- **Written exercise**
Copy out the data below without the pictures, keeping the requests as they are and shifting every coordinate in the answers up by 100. Numbers in the requests and their format samples stay unchanged.
## start
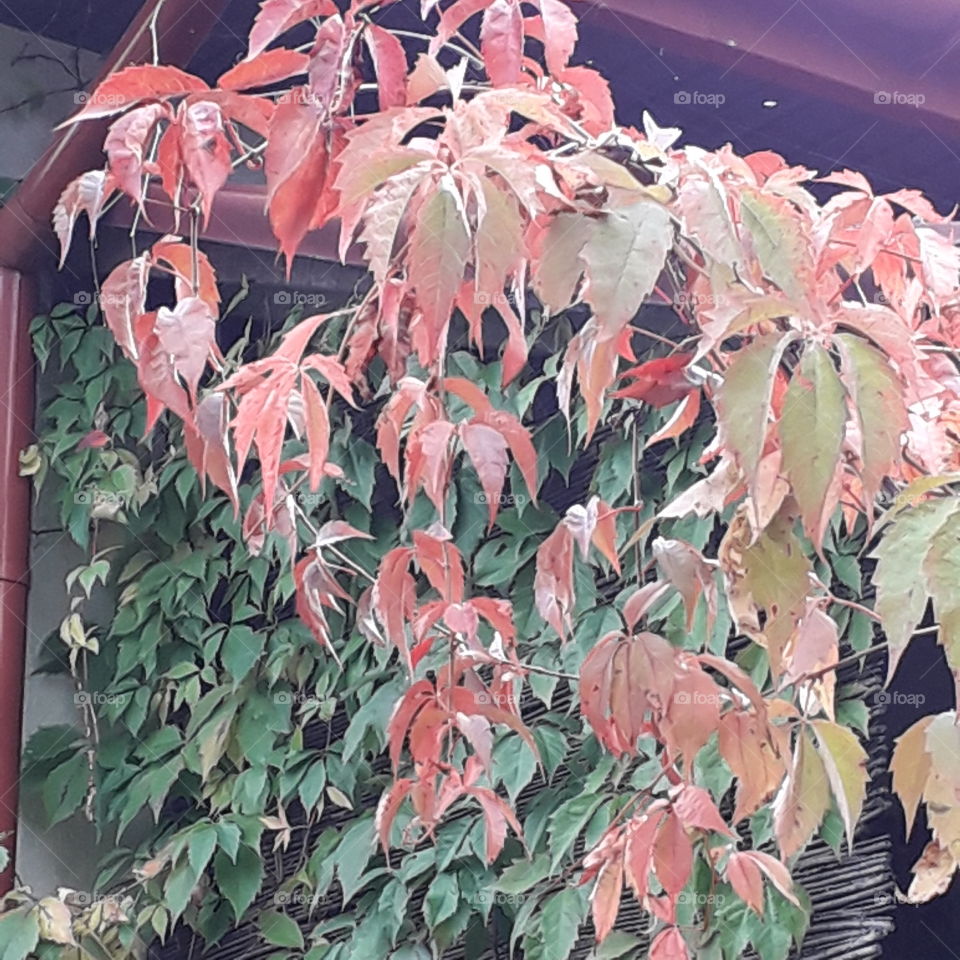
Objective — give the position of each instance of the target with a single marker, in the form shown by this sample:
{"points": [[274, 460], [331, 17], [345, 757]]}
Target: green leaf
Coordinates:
{"points": [[845, 761], [941, 569], [353, 854], [514, 765], [240, 881], [524, 874], [374, 713], [559, 925], [441, 899], [617, 943], [241, 649], [777, 241], [200, 847], [19, 933], [567, 823], [877, 394], [811, 430], [743, 400], [280, 930]]}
## end
- **Task result**
Objective — give the position of each instance of the target with a single marker, in the form shown by this sample:
{"points": [[274, 460], [331, 17], [345, 757]]}
Target: green leaf
Coordinates:
{"points": [[945, 861], [1041, 669], [453, 954], [614, 865], [340, 981], [624, 974], [474, 813], [659, 1025], [541, 999], [717, 1043], [341, 749], [877, 341], [300, 947], [119, 1033], [667, 923], [977, 494], [911, 530], [843, 500], [380, 1030]]}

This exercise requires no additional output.